## AIM:
How many lines in the data below contain the string "Task"? Reply with only the number.

## DATASET EXTRACT:
* * * *

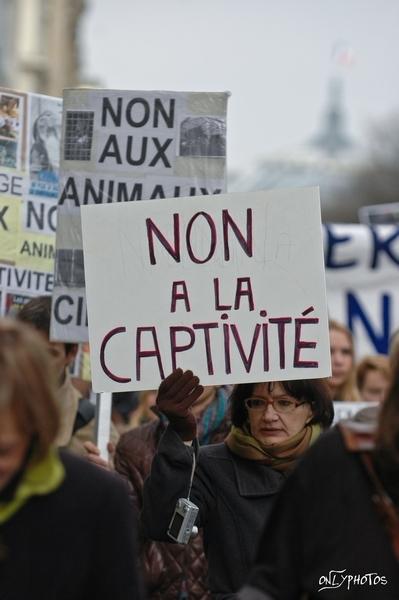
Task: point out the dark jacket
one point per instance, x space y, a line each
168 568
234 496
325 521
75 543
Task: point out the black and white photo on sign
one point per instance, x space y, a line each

* * * *

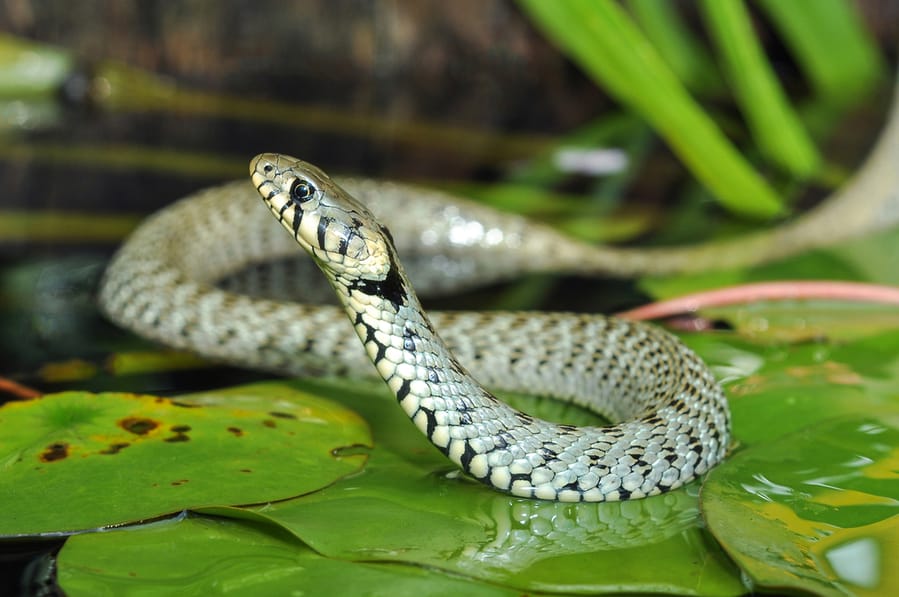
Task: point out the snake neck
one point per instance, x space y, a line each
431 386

* * * *

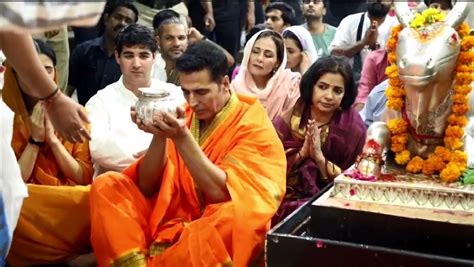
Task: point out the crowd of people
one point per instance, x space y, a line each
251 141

* * * *

## FINISHED ANSWER:
4